== Record excerpts

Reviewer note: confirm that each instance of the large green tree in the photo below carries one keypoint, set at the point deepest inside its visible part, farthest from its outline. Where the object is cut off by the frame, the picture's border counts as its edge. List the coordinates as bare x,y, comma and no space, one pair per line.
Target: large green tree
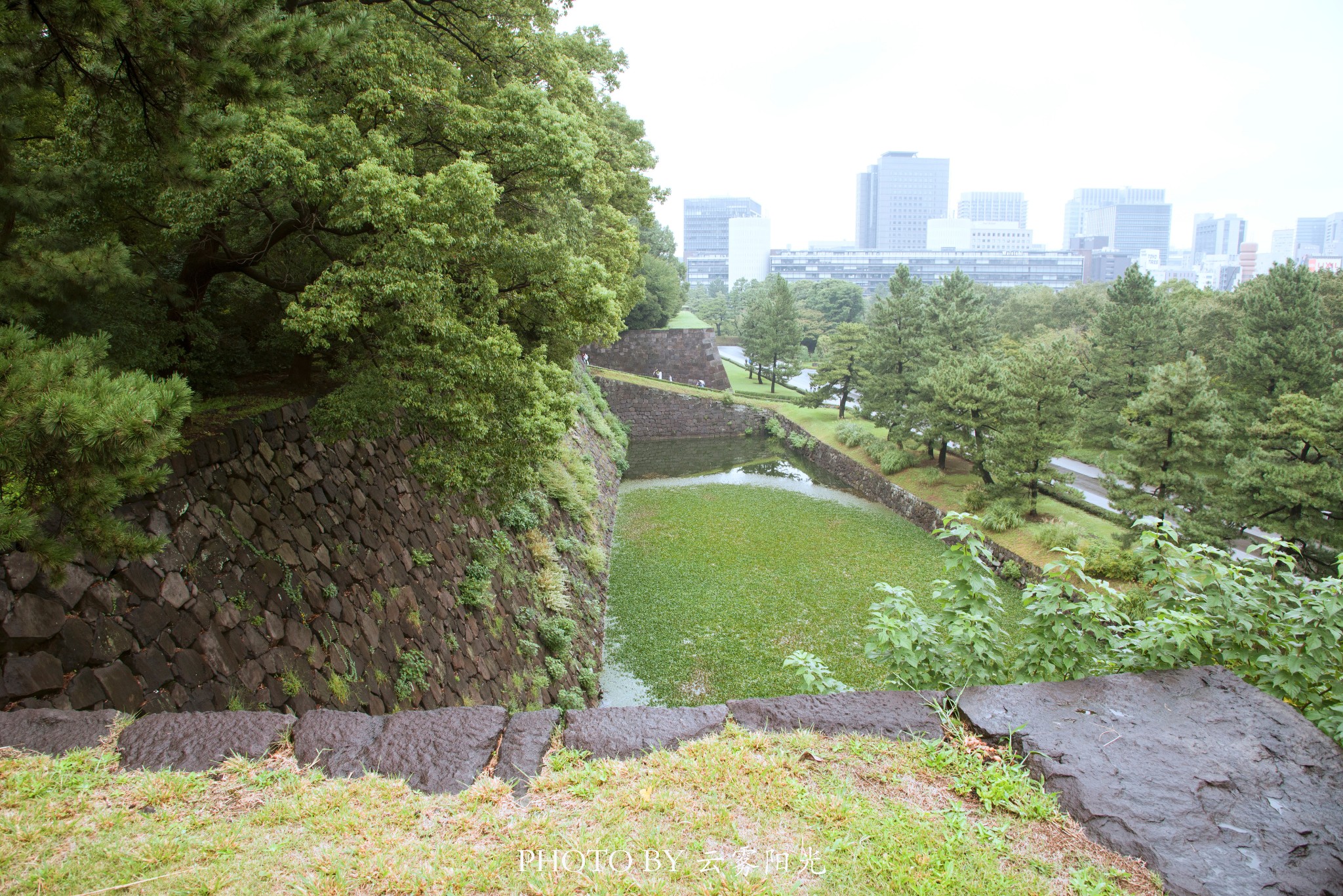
770,332
893,355
840,370
1039,408
431,203
1129,338
1171,442
1281,341
662,276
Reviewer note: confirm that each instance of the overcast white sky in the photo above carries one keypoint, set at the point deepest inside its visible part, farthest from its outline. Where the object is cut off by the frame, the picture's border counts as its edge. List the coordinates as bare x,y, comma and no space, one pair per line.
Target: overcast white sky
1232,106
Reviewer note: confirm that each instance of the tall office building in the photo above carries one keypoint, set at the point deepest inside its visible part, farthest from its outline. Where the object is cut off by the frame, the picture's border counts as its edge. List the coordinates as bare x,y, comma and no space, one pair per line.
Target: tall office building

====

== The request ==
Reproduce the entire listing above verbatim, line for line, but leave out the picture.

== Task result ==
Reviewer note: confirm that each instance of the large green tree in the photo below carries one keypoint, set at the point deepest inside its visible part, farthest from its outline. Where the object is cut off by the frame, the picture's border counts as its edge. List the coordinates as bare x,y, comma and no space, one pair per line.
Target: large green tree
770,332
893,355
840,370
1039,408
431,203
1129,338
1171,442
1281,341
662,276
Reviewer note: confirm that each instance of the overcast white sky in the photo above carries one keypoint, set at the point deepest inside its visible part, farthest from its outline. Where the object is cut off by the frame, the picture's border counts as its edge. List the coordinates as bare x,y, comma and no space, one pair per line.
Target: overcast white sky
1232,106
Reviewer note: confirm that each instance of the tall office building in the photo above carries one keypoint, set at the point deepest inside its visible part, farthest from its outline. Where the object is cut off by the frame, the picture's border counts as its edge. List the coordinates as bare x,y, comma and no space, one pair per line.
Target: tall office building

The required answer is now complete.